Kirchen in NRW Die versteckte Kirche Herz-Jesu in Bockum
Die katholische Kirche ist so schlicht, dass sie an eine evangelische erinnert. Architekt August Schumacher bewies 1929 visionären Mut: Er präsentierte in seinem Entwurf einen Kirchenbau, der sich am Stil der „Neuen Sachlichkeit“ orientierte — und überzeugte damit die Entscheider.
Krefeld. Nahezu versteckt liegt die katholische Herz-Jesu-Kirche an der Friedrich-Ebert-Straße 156 in Bockum. Ihre Geschichte gliedert sich in zwei Teile. Der Zweite Weltkrieg setzt eine scharfe Zäsur. Im Januar 1929 schreibt die Erzdiözese Köln einen Architekturwettbewerb aus. 199 Entwürfe werden eingereicht und den Krefelder Bürgern in einer Ausstellung im Kaiser-Wilhelm-Museum vorgestellt. „Die meisten Architekten verfolgten in ihren Plänen das Schema einer neugotischen Kirche“, sagt Karl-Heinz Teut, der 34 Jahre lang als Pfarrer für Herz-Jesu tätig war. „Die Neuinterpretation historischer Baustile entsprach dem Standard der damaligen Zeit.“
Nur ein Architekt beweist visionären Mut: August Schumacher (1896—1960) präsentiert einen gänzlich anderen Entwurf. Sein Kirchenbau orientiert sich am Stil der „Neuen Sachlichkeit“ — die Bauhausarchitektur überzeugt das elfköpfige Preisgericht. Der Architekt aus Wuppertal Elberfeld erhält den Auftrag für Krefelds ersten modernen Kirchenbau. Im Jahr 1930 wird ein kubischer Stahlskelettbau errichtet, wie er bislang nur im Industriebau üblich war. Das Gotteshaus wächst zu einem rechteckigen, schlichten Kasten heran, dem auch die rote Klinkerverblendung mit ihrer Reliefausbildung als dekoratives Element nichts von seiner kargen Nüchternheit nimmt.
Herz-Jesu unterscheidet sich von traditionellen Sakralbauten. Ihre Architektur besticht durch klare Gliederung und ausgewogene Proportionen. Das Hauptschiff weist bei einer Höhe von zwölf Metern die Maße 16 mal 37 Meter auf und endet in einem hochgelegenen Chorraum. An die Apsis schließen sich weitere, kleinere Kuben an, südlich fügt sich ein niedriges Seitenschiff als Werktagskirche an. 21 hohe, schlanke Rundbogenfenster gliedern die langgestreckte Fassade. „Die gesamte Baumaßnahme hat mit Pfarrhaus, Kaplanei, Platz, Turmfundament, Wettbewerb und Gebühren 351 112,95 D-Mark gekostet“, sagt Denkmalpfleger Gerhard Hanisch.

(Aufgaben):
1. Beantworte anhand des Textes über die Herz-Jesu-Kirche diese Fragen:
(a) Wie viele Entwürfe wurden beim Architekturwettbewerb eingereicht?
(b) Aus wie vielen Mitgliedern bestand das Preisgericht?
(c) Wie hoch ist das Hauptschiff?
2. Fasse den Absatz „Herz-Jesu unterscheidet sich“ aus dem Text über die Herz-Jesu-Kirche als Stichpunktliste zusammen.
3. Setze den Text über die Herz-Jesu-Kirche nach seinem letzten Satz fort.

(Datenteil):
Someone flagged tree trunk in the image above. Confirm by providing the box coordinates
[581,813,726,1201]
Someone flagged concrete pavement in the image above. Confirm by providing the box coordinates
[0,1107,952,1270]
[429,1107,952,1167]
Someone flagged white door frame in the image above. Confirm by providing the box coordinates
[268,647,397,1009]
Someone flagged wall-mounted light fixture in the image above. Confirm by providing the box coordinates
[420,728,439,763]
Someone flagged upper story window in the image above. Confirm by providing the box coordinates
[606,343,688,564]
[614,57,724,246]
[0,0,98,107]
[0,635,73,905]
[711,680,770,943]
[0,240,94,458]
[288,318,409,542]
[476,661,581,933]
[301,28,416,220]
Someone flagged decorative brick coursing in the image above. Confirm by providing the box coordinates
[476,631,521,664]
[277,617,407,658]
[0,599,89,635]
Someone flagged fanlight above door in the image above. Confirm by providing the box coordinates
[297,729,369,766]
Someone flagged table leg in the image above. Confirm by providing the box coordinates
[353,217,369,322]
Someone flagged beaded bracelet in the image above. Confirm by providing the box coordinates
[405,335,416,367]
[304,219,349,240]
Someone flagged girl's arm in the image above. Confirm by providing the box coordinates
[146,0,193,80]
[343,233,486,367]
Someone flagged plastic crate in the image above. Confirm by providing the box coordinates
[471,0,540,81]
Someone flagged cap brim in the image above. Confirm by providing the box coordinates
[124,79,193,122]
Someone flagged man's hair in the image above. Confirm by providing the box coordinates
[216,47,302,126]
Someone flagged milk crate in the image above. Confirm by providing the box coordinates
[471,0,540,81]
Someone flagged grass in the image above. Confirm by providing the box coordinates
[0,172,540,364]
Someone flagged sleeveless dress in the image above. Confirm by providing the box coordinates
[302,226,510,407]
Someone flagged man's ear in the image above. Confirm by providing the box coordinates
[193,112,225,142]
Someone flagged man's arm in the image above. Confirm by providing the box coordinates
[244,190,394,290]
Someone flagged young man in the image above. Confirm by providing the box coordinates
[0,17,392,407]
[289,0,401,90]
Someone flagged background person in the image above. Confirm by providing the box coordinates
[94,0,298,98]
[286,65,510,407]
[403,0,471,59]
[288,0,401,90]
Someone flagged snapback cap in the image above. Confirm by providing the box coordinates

(Lösungen):
1.
(a) 199 Entwürfe
(b) Aus elf Mitgliedern
(c) Zwölf Meter

2.
- Unterscheidet sich von traditionellen Sakralbauten
- Klare Gliederung und ausgewogene Proportionen
- Hauptschiff: 12 m hoch, 16 × 37 m, endet in einem hochgelegenen Chorraum
- An die Apsis schließen sich kleinere Kuben an
- Im Süden ein niedriges Seitenschiff als Werktagskirche
- 21 hohe, schlanke Rundbogenfenster gliedern die langgestreckte Fassade
- Gesamtkosten laut Denkmalpfleger Gerhard Hanisch: 351 112,95 D-Mark (einschließlich Pfarrhaus, Kaplanei, Platz, Turmfundament, Wettbewerb und Gebühren)

3.
Am 5. Juli 1931 findet die feierliche Weihe statt. Am 22. September 1935 wird Herz-Jesu eine eigenständige Pfarre und Albert Eich ihr erster Pastor. Der Originalzustand bleibt nicht lange erhalten. Trotz ihrer stabilen Bauweise wird die Kirche bei einem Luftminenangriff am Morgen des 18. Dezembers 1944 schwer beschädigt. Die Nordwand stürzt auf einer Länge von 30 Metern ein, reißt Dach, Decke und Fußboden mit sich. An Hand der ursprünglichen Pläne erfolgt der Wiederaufbau in den Jahren 1949 bis 1953.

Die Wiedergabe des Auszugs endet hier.